Excerpt provided:
————————

Matt Dickinson in the Times this morning. Good read.
Manchester City belong with great Ajax and AC Milan sides
Pep Guardiola’s team do not need Treble to secure legacy — the artistry of their football places them amongst very best
It struck me by half-time on Wednesday night — Manchester City 196 touches in the attacking third, Real Madrid ten — that we were watching much more than a team closing in on the Treble. Something more significant, almost intangible, was being pursued by Pep Guardiola and his players.
In all that sublime control you could call it a quest for perfection (how to reduce Real to zero touches?) though the goalless Erling Haaland will not have imagined it was close to that — and certainly not the restless, insatiable Guardiola.
A pursuit of greatness? Arrigo Sacchi summed up this ambition when he was asked by Marco van Basten why their mighty AC Milan team not only had to win the biggest prizes but to do so emphatically, always striving for more.
Sacchi pulled out a football magazine which put that Milan side of 1989 — Ruud Gullit, Frank Rijkaard, Franco Baresi, Paolo Maldini
et al — on a list of the greatest of all time and said to his Dutch striker that this was the sort of discussion that would truly define their legacy; it was not just about winning but how they did it.
“This is why you need to win and you need to be convincing,” he told his Dutch striker. “I didn’t do it because I wanted to write history, I did it because I wanted to give 90 minutes of joy to people. And I wanted that joy to come not from winning, but from being entertained, from witnessing something special. I did this out of passion, not because I wanted to manage Milan or win the European Cup.”
Easier to say in the afterglow of historic victories, obviously, but Sacchi knew that his tactical innovation, a squad’s vast talent and a grand stage had come together in perfect synchronicity. “The greatest compliment I received was when people said my football was like music,” he noted.
What a waste if they did not create moments and matches such as a 5-0 rout of Real Madrid, at San Siro in April 1989, that was not just a famous semi-final triumph but a shift of the sport’s tectonic plates.
A similar seismic shock unfolded spectacularly around Europe on Wednesday evening and Guardiola and his players bear a responsibility to reach such peaks of mastery given the manager’s brilliant creative mind and more than £1 billion spent on some of the planet’s best footballers.
Watching City
should feel idealistic. It should feel like the creation, in front of our eyes, of a masterpiece like Sacchi’s Milan and the grandest teams that have come before.

————————

Position annotation listing

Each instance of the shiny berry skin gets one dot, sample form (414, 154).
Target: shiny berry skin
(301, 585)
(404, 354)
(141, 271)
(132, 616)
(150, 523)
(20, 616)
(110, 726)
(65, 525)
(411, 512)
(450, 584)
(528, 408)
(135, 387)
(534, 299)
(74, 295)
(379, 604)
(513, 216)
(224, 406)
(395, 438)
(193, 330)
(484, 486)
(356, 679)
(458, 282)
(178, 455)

————————

Tasks:
[1] Copy the Manchester City column word for word, everything from "What a waste" down to "planet’s best footballers.".
[2] Go on with the Manchester City column, picking up right after its last sentence.
The listing comes from a different source than the column.

Results of the tasks:
[1]
What a waste if they did not create moments and matches such as a 5-0 rout of Real Madrid, at San Siro in April 1989, that was not just a famous semi-final triumph but a shift of the sport’s tectonic plates.
A similar seismic shock unfolded spectacularly around Europe on Wednesday evening and Guardiola and his players bear a responsibility to reach such peaks of mastery given the manager’s brilliant creative mind and more than £1 billion spent on some of the planet’s best footballers.

[2]
It is City’s challenge to enter these discussions; yes, even before they have won a single prize this season. My colleague Martin Samuel put Guardiola’s construction in that conversation in
his piece from the Etihad and the debate is justified by much more than 45 minutes in which Luka Modric and Toni Kroos must have looked at Kevin De Bruyne’s orchestration with Bobby Jones’s anguish about Jack Nicklaus: “He plays a game with which I am not familiar.”
City have not won anything yet, but maybe that is the point. Winning is one of the important criteria on which we judge greatness — Manchester United’s 1998-99 Treble-winners triumphing when all seemed lost was a wondrous, defining quality — but sport at its most exalted offers so much more than winners and losers.
Forgive the name-drop but Johan Cruyff — clang! — taught me that precious lesson sitting in the shade of a tree in Catalonia in 2011 when I asked him whether Guardiola’s Barcelona had to win a second Champions League trophy in three seasons to cement their reputation as a truly great team.
“That’s absurd,” Cruyff responded, testing convention as usual. “Winning is just one day, a reputation can last a lifetime. Winning is an important thing, but to have your own style, to have people copy you, to admire you, that is the greatest gift.” I never tire of using that quote, which may be the most important I ever scribbled down in my notebook.
To have people copy you and admire you: that is surely essential to true greatness and, of course, Guardiola’s team is itself an unfolding tribute to Cruyffian football with its relentless pressing, fluid movement, and patterns which make the man on the ball just one part of an unfolding ballet of overlaps, inversions and passes, passes, passes.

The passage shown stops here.